→ The exercise
Skip every picture and copy only the lines from the one containing "the marmot's claw" to the final line of the records below.

[Excerpt from a dataset]
■ ■ ■ ■

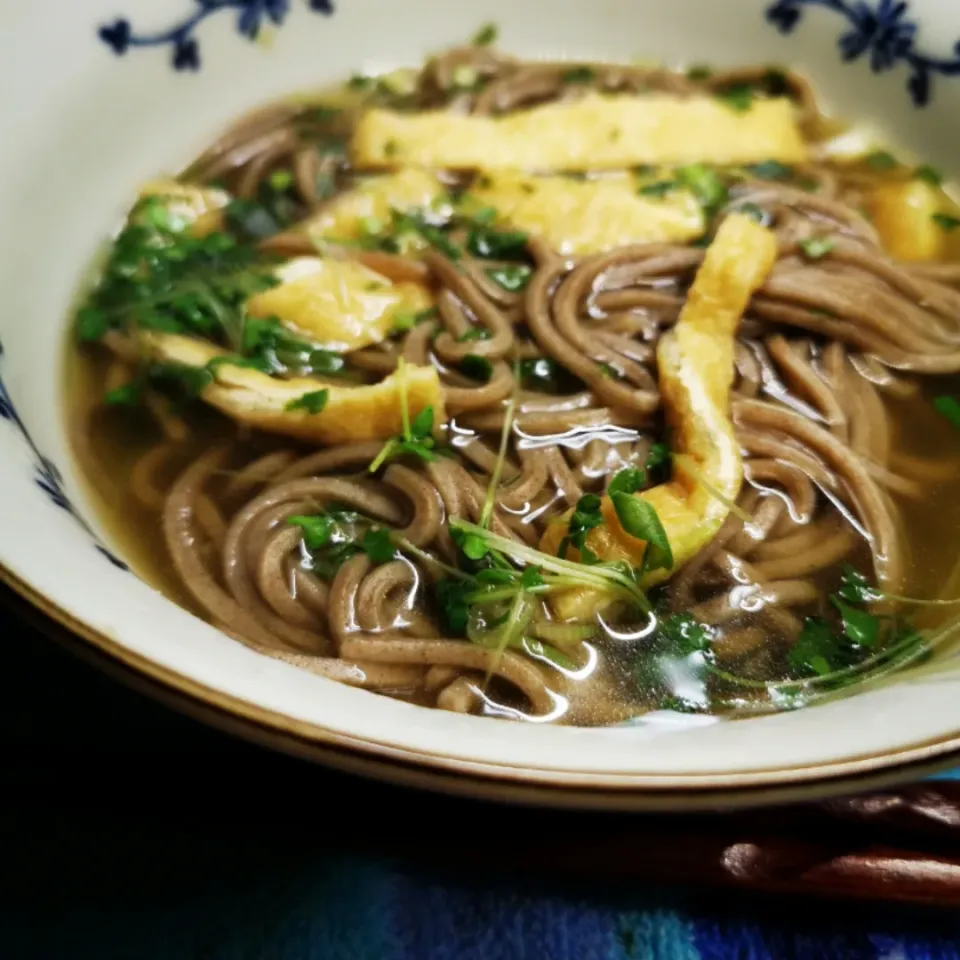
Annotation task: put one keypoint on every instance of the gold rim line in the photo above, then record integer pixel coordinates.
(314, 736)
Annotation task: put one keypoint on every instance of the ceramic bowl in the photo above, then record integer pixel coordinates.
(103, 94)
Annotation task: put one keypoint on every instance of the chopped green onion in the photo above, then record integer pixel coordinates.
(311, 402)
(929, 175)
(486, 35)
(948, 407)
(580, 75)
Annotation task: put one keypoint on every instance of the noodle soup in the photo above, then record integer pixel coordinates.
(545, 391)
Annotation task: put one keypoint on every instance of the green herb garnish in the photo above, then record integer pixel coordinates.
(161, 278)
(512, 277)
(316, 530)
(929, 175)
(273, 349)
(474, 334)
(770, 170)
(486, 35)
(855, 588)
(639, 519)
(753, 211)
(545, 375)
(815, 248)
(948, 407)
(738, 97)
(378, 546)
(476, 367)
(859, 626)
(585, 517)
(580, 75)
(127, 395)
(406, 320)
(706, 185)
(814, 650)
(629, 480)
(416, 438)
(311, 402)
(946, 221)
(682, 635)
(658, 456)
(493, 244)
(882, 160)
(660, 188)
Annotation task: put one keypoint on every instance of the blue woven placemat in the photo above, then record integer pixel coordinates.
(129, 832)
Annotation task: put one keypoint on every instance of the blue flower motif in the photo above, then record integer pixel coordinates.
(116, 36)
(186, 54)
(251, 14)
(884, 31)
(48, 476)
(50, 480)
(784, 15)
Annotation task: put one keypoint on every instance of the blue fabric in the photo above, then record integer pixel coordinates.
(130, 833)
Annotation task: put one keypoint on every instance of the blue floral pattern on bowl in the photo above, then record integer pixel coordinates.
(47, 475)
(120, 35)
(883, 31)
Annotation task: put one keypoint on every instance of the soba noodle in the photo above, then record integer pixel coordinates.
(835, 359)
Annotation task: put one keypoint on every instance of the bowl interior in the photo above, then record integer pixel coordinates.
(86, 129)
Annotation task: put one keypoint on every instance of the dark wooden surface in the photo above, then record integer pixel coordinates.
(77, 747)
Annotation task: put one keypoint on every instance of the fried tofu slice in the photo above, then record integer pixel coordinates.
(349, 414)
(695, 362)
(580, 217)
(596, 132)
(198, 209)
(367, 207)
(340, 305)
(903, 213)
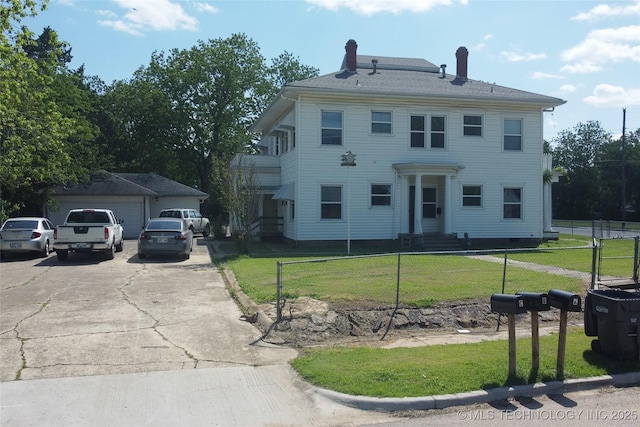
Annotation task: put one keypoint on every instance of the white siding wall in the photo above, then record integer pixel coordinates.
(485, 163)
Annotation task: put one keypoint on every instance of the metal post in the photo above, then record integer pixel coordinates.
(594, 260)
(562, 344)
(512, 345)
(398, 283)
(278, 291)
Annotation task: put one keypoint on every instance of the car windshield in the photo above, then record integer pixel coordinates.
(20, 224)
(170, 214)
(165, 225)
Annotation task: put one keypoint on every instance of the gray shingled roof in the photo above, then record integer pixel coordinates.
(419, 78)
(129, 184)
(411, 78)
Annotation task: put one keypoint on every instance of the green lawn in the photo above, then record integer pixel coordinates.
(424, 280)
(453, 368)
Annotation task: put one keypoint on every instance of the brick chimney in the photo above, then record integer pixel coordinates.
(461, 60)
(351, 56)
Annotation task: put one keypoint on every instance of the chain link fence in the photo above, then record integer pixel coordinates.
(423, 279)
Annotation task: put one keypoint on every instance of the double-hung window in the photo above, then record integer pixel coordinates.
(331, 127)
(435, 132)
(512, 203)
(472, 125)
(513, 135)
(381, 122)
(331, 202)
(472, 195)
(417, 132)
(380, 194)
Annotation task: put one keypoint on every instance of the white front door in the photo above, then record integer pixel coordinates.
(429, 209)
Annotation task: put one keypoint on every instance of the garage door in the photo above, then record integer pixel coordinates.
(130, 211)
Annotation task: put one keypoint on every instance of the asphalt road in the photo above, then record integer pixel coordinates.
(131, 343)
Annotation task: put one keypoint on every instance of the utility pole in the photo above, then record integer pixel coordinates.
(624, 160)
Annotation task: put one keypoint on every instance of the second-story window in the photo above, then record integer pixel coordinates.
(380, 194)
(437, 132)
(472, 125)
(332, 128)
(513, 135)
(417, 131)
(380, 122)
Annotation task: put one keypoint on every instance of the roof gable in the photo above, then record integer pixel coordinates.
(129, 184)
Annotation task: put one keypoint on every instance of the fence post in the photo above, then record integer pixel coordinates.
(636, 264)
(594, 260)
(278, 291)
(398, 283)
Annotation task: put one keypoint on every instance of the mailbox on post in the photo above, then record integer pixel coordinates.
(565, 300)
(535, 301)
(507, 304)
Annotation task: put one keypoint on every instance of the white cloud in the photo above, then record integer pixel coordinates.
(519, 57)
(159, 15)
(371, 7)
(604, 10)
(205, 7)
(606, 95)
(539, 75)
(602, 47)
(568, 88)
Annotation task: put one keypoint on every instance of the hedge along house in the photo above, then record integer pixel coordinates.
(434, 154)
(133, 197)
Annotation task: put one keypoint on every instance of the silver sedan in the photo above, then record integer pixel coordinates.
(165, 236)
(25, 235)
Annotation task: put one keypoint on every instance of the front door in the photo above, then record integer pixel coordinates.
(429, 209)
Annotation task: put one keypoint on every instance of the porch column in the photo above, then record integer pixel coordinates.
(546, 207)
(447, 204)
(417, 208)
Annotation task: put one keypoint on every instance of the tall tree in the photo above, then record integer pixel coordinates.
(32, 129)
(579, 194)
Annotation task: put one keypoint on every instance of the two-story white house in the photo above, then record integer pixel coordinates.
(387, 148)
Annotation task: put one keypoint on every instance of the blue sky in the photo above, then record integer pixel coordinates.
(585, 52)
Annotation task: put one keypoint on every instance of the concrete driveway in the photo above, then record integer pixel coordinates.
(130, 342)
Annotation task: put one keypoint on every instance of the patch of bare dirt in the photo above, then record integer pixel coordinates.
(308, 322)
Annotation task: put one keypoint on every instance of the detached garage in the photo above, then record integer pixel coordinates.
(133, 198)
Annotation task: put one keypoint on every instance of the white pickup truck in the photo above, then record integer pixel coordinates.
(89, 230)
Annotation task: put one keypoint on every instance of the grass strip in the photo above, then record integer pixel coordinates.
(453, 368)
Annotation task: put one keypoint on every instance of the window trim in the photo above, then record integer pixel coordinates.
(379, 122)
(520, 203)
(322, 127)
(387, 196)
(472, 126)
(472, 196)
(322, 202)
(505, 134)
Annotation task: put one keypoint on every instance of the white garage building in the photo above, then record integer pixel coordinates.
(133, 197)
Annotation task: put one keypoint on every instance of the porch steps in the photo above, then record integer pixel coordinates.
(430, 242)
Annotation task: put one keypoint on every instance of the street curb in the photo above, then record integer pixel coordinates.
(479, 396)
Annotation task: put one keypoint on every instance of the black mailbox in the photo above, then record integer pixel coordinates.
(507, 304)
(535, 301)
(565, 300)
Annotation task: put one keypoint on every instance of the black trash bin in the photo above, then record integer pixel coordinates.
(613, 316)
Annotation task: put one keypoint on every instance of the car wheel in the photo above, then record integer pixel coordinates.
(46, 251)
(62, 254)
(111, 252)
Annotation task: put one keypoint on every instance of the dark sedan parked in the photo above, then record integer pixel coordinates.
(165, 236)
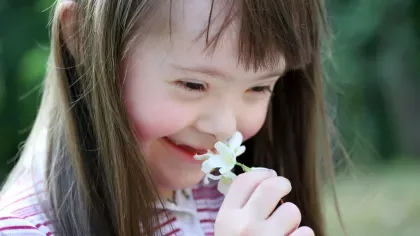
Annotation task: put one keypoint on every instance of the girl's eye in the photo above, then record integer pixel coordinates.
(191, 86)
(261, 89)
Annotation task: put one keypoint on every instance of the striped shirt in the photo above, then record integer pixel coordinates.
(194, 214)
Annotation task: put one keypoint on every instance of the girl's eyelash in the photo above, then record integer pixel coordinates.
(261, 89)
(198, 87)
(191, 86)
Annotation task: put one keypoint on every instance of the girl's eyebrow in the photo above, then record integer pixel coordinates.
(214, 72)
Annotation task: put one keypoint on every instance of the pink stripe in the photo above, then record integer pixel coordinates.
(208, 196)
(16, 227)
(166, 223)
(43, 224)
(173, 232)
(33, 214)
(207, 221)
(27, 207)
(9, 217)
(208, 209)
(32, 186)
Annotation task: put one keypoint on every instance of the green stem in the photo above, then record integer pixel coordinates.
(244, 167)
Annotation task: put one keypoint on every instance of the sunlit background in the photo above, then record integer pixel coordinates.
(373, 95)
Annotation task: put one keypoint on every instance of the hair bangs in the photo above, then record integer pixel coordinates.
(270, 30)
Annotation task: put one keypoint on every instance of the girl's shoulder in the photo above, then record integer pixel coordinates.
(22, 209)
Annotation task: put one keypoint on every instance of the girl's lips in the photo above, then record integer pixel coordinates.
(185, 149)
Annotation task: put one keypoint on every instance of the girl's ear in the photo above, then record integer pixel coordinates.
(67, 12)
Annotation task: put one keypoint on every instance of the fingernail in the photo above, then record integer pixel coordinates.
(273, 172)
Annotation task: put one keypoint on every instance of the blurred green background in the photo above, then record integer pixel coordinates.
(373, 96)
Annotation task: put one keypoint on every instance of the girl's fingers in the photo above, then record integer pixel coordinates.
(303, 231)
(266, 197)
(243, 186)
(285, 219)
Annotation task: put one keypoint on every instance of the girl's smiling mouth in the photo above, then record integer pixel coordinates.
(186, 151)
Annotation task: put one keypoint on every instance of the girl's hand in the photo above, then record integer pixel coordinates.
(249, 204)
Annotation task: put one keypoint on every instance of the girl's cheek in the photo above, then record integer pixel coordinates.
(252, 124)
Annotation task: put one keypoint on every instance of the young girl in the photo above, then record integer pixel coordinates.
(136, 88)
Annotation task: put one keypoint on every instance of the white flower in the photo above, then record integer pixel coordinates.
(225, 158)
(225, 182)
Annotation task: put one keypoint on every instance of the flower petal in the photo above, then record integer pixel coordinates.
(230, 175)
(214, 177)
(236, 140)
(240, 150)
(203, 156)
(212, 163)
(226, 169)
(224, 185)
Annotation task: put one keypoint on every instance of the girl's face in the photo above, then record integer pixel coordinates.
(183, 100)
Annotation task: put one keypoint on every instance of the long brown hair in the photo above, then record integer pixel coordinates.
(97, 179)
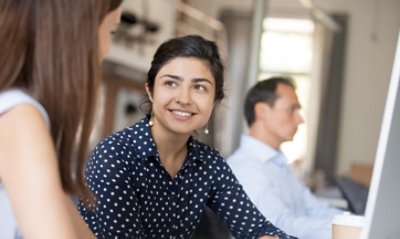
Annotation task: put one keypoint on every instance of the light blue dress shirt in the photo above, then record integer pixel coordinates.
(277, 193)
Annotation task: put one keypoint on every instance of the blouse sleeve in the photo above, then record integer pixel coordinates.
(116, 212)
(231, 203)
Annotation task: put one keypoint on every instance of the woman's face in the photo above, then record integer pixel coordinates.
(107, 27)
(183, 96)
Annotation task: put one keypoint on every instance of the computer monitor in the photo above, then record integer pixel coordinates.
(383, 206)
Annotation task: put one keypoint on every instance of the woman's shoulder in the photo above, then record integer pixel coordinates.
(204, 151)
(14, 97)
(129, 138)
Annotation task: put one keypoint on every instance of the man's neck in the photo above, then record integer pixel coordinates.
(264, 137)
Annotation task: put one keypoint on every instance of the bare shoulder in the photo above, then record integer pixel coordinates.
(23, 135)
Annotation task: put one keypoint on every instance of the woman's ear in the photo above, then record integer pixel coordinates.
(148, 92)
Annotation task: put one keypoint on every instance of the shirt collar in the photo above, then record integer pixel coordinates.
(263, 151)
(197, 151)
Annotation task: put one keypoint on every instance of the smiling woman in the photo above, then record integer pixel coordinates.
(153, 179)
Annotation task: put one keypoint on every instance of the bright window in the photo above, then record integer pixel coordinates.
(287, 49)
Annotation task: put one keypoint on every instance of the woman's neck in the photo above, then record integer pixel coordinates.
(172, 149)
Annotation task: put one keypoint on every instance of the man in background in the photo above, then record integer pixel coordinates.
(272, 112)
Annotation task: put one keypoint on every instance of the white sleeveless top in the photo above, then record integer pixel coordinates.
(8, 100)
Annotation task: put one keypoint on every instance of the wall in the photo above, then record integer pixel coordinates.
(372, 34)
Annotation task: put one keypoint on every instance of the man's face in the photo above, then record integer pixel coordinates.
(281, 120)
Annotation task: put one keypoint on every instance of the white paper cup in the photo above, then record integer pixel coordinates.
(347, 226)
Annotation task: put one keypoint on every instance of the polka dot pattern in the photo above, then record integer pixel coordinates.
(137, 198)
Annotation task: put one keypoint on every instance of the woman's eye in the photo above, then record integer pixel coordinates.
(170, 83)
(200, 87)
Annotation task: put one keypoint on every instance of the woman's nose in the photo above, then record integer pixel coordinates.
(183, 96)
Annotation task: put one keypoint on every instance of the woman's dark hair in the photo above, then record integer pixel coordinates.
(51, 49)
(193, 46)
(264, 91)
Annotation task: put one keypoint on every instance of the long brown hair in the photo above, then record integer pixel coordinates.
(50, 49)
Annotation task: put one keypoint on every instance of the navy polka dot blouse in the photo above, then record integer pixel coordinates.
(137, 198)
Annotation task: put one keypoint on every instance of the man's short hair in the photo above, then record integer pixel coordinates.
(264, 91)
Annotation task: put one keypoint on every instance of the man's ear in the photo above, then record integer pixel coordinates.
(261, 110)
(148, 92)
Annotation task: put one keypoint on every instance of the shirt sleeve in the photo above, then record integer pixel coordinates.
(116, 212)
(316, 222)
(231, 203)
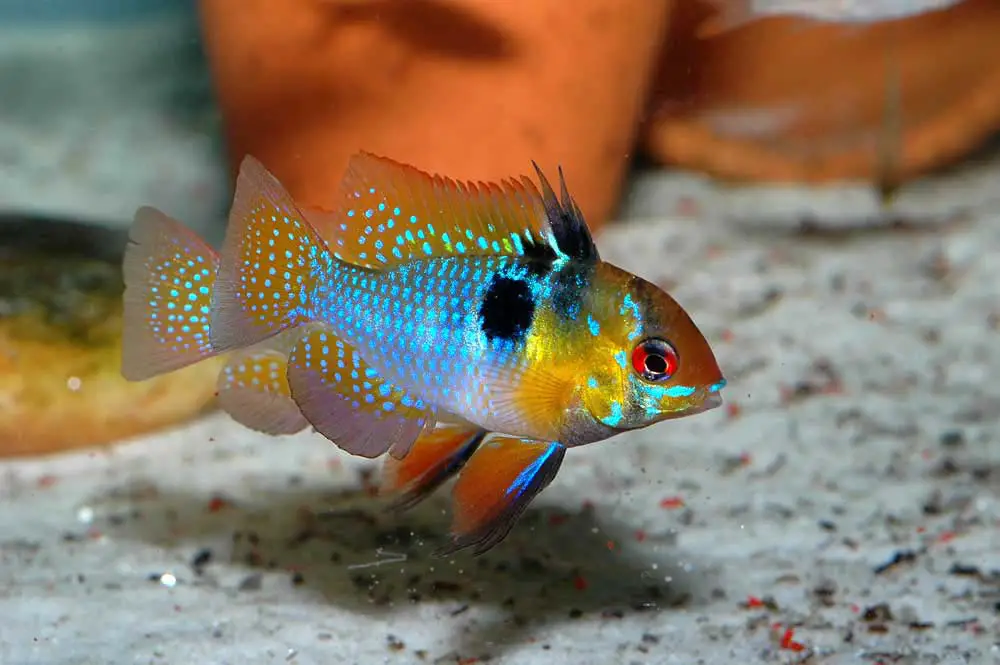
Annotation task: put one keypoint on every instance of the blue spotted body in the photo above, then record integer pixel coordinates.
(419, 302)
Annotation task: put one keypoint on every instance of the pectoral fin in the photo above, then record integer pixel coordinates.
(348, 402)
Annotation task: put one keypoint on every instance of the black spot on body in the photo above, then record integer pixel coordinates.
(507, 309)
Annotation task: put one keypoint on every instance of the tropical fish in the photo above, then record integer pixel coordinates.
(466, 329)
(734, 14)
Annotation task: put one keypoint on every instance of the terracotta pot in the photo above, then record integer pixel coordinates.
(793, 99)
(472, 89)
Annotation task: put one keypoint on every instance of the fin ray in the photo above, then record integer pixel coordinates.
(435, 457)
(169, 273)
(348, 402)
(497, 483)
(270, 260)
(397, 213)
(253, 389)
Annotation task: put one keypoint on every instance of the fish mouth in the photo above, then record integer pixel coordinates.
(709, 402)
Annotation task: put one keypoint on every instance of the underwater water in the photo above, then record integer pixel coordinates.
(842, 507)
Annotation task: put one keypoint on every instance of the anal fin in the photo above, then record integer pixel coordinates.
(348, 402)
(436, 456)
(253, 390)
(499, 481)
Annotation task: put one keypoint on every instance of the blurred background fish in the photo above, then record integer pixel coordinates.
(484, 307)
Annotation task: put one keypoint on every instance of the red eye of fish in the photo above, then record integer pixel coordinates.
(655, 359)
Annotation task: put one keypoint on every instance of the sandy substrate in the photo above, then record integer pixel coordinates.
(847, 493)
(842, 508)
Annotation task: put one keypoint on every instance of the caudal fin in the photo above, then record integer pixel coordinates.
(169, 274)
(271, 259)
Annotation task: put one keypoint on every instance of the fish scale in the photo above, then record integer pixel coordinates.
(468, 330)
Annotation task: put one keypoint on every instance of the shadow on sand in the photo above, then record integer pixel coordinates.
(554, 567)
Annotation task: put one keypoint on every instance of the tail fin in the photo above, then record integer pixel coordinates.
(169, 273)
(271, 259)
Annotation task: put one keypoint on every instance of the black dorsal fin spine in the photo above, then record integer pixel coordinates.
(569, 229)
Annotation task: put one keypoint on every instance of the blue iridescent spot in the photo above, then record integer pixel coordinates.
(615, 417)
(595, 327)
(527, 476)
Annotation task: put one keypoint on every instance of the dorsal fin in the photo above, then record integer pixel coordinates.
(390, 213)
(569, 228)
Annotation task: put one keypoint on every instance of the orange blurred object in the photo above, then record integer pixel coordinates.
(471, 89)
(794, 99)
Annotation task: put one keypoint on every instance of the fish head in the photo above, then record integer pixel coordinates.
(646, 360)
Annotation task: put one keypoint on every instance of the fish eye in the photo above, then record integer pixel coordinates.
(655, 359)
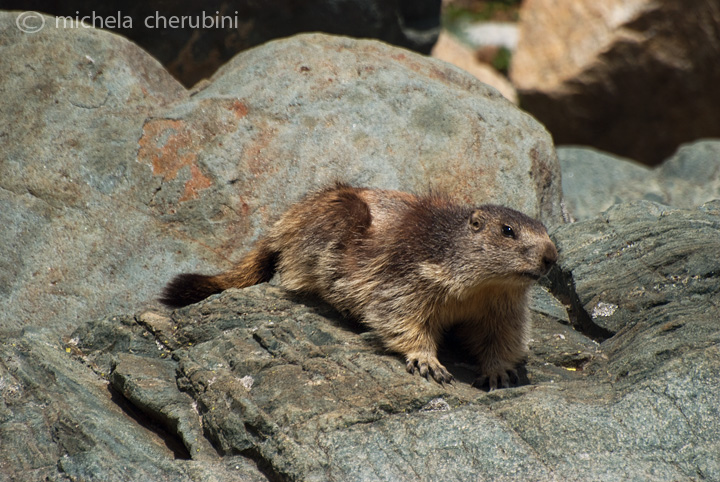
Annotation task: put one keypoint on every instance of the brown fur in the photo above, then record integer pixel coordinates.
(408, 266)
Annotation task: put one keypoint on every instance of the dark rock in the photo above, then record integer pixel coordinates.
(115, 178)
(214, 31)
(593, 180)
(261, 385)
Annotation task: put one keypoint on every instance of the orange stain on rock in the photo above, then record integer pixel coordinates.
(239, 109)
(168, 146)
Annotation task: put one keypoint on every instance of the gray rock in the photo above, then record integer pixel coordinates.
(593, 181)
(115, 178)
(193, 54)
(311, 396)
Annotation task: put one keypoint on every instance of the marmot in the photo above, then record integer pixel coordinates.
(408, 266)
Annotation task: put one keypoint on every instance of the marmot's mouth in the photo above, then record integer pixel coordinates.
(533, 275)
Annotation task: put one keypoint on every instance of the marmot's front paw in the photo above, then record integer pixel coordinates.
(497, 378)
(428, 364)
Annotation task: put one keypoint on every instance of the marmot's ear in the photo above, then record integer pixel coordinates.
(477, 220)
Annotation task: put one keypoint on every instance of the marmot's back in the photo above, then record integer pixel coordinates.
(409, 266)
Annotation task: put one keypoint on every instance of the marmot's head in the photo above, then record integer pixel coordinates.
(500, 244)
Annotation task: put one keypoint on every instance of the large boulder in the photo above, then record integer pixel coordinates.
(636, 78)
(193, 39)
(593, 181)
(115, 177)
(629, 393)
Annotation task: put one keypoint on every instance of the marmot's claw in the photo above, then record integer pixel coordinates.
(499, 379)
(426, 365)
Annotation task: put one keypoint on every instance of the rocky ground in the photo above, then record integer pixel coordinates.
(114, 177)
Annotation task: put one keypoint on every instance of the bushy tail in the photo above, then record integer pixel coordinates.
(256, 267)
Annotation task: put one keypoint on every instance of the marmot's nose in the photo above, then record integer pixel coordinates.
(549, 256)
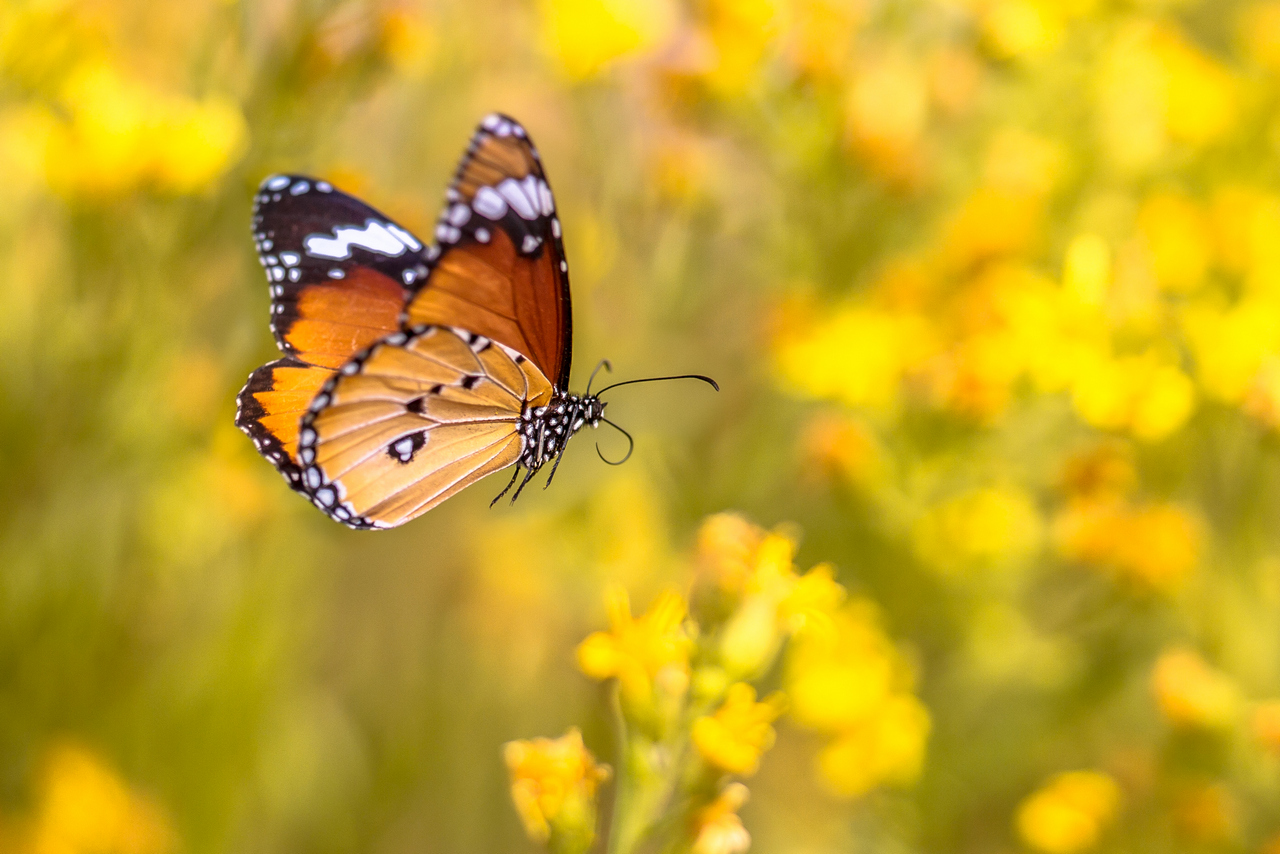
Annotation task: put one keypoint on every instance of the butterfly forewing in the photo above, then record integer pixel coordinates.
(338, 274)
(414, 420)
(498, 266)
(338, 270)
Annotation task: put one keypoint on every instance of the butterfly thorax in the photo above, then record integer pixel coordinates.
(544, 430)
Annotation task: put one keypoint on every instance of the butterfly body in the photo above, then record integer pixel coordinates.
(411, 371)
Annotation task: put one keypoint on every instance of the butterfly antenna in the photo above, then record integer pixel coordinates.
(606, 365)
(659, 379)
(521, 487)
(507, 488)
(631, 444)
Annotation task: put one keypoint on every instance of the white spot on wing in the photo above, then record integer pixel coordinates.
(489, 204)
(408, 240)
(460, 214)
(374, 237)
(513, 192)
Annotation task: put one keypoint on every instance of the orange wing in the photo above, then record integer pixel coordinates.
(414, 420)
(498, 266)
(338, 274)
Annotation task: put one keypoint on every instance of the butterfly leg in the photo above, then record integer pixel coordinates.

■ ■ ■ ■

→ Problem solution
Annotation task: put one keypoint on every instance of the marmot's claw in the photo above, then record integer pixel coordinates.
(499, 379)
(426, 365)
Annotation task: put one keypoint on every instance of the rocky ground in the photo above, then record integer pixel coordinates.
(114, 177)
Annotation task: put one keypoint on every instance of the bushy tail in the photo above, then record integer pixel coordinates.
(256, 267)
Annotation task: put one keypoint on every instance of the marmot's nose in the photo above, then record integer pixel coordinates.
(549, 256)
Annotation task: put one keypoint on every instance of the butterfly forewing in the photo above, then record integer pixel coordinates.
(338, 274)
(414, 420)
(498, 266)
(338, 270)
Annotation task: put one keypoint on every instance of the butterfly thorax in the photo above, then record integer pixel coordinates.
(544, 430)
Annotation task: put one keypoint on every instance of the butterfly body in the photo above, then record integer pixel coordinates.
(411, 371)
Annotation task: put one keypoint on every instance of the butterfly antenna in the photo above, then record integer pixel coordinates.
(606, 365)
(659, 379)
(521, 487)
(507, 488)
(631, 444)
Annotation task: put one keypoint on every instance of the white spot on wing in the photo above, then record integer pixel coordinates.
(489, 204)
(408, 240)
(460, 214)
(374, 237)
(513, 192)
Annotation task: put one keypoint on every instance of the orange wing in the photo above, then record integer pixel coordinates.
(414, 420)
(498, 266)
(338, 274)
Annotation task: put one keypoint on every instance of the butterfly leg in the photo above, then record integer pixel coordinates.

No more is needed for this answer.